§ Task description
Rescale the items below by reproducing every line, requests included, with each coordinate in the answers multiplied by 1.5 and rounded to a whole number, halves rounded up. Leave the pictures out.
___ Records for the task ___
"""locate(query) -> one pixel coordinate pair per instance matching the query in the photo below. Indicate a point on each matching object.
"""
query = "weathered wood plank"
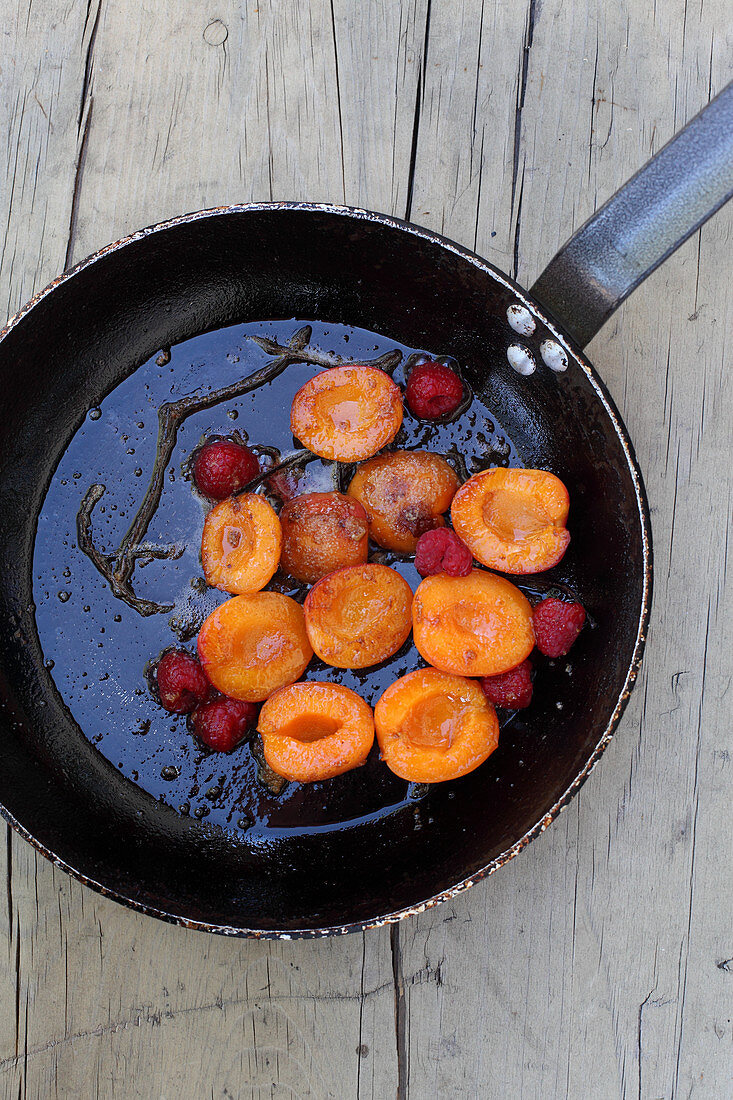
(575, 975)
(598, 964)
___
§ In response
"""locate(query) -> one pixel coordinate pair per instance matching the query in the photo below. Indicate a point on each matching object.
"""
query = "weathered wood plank"
(863, 1463)
(897, 1446)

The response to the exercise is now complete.